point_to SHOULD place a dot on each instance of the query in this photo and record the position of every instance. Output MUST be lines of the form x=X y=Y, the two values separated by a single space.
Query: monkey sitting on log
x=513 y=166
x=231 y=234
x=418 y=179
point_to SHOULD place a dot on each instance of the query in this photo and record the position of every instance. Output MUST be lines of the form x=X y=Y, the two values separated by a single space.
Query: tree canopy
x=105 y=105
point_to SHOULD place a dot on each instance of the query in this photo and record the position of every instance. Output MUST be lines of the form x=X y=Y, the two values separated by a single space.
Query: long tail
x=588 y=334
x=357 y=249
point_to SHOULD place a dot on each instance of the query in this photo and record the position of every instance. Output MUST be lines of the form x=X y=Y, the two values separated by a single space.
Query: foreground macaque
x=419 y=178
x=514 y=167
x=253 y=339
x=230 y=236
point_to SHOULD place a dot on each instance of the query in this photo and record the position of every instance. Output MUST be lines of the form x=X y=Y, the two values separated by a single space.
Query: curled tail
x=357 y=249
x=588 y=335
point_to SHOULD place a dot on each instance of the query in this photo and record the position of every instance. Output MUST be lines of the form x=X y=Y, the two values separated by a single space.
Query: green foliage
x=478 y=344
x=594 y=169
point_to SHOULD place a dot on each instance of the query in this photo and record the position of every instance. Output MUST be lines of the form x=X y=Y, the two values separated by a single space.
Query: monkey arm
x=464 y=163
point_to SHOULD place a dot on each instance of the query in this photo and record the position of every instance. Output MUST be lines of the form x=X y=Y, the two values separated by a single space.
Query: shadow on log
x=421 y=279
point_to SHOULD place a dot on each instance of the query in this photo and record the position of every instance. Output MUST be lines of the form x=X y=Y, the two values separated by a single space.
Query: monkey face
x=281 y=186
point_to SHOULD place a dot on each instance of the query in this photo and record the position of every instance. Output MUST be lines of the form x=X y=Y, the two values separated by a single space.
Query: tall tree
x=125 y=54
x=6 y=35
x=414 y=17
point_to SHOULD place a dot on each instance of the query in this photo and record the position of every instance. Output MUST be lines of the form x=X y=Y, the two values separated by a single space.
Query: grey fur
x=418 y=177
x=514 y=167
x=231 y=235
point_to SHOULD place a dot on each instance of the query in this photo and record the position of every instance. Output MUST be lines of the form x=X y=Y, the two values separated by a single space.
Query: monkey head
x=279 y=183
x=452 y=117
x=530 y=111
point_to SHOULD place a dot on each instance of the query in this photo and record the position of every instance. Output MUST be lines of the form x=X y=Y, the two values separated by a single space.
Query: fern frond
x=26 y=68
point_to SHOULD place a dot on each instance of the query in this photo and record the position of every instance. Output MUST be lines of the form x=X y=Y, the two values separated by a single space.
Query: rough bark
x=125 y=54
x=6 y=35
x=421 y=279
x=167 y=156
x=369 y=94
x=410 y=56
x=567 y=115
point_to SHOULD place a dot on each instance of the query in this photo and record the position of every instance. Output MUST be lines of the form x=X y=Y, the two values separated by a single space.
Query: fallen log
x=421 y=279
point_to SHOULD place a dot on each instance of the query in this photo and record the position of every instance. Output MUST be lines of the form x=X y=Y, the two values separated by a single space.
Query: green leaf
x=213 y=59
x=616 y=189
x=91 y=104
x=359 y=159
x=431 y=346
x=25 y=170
■ ■ ■ ■ ■
From the first line to the last, retype the data exactly.

point_to SHOULD place a dot on each instance of the query in this photo and record the position of every instance. Output MUST be lines of the form x=X y=Y, the two values separated by a single space.
Query: monkey sitting on log
x=513 y=166
x=231 y=234
x=418 y=179
point_to SHOULD place a dot on each instance of the query in this photo and record the position of every instance. Output MUST be lines of the form x=X y=Y, the two values separated by a single space.
Query: tree canopy
x=105 y=105
point_to SHOULD place a dot on each instance of the query in this photo and record the position of every instance. Output MUST be lines of the form x=X y=Y, the two values separated by a single space.
Query: long tail
x=588 y=334
x=357 y=249
point_to SHOULD place a dot on each instance of the query in this photo and record the position of every instance. Output MUST be lines of the form x=X y=Y, the two values separated by a single space.
Query: foreground macaque
x=419 y=178
x=514 y=167
x=253 y=339
x=230 y=236
point_to SHOULD place a dot on each instance of the query in this photo and record the position of every instance. Output MUST be lines of the form x=X y=Y, the two values separated by a single space.
Query: curled tail
x=357 y=249
x=588 y=335
point_to SHOULD place a dot on each instance of the query in this photo and record the position of every instance. Output MUST be lines of the form x=X y=Y, the two values separated by a single space.
Query: green foliage
x=478 y=344
x=594 y=169
point_to SHOULD place a dot on each instance of the query in this photo and record the position of every instance. Output MUST be lines of the form x=X y=Y, the two values separated by a single space.
Query: monkey arm
x=464 y=163
point_to SHOULD place a dot on each instance of the query in this photo and record the position of every instance. Output MUST be lines of the form x=X y=Y, the two values separated by a single space.
Query: shadow on log
x=421 y=279
point_to SHOULD place a dot on each instance of the query in this photo and record the position of every instance. Output MUST be lines of the form x=X y=Y, the two values separated by a single space.
Query: monkey face
x=281 y=186
point_to SHOULD place a dot on each instance of the query in this photo and record the position of every instance. Output MUST be lines of the form x=X y=Y, the two values separated by a single space.
Query: tall tree
x=125 y=54
x=6 y=35
x=414 y=17
point_to SHOULD place a dot on each instance of the query in this photo and record the position of every instance. Output MUST be lines of the form x=X y=Y, the two values separated by a single space.
Query: grey fur
x=418 y=177
x=514 y=167
x=231 y=235
point_to SHOULD place a dot on each instance of the query in this photo and record the position of every instance. Output MUST be lines of the form x=X y=Y, the two values separated by a single space.
Query: monkey head
x=279 y=183
x=452 y=117
x=530 y=111
point_to SHOULD place a dot on each instance of the query in this photo and record the position of every instance. Output MUST be lines of the form x=X y=Y, the two values separated by a single space.
Query: fern frond
x=26 y=68
point_to SHOULD place a dot on each instance of the query in this photo and record the position of every instance. Output MUST be lines of the form x=X y=Y, the two values separated by a single space.
Query: rough bark
x=125 y=54
x=6 y=35
x=421 y=279
x=167 y=156
x=369 y=94
x=410 y=56
x=567 y=115
point_to SHOULD place a dot on each instance of the query in this photo and record the position of every instance. Output MUST be lines of the form x=X y=Y, the two values separated by a single space.
Query: fallen log
x=421 y=279
point_to SHOULD place a dot on each instance of the query in this photo and record the position of every instance. Output MUST be lines of the form x=X y=Y, the two values separated by a single space.
Query: green leaf
x=213 y=59
x=616 y=189
x=91 y=104
x=359 y=159
x=431 y=346
x=25 y=170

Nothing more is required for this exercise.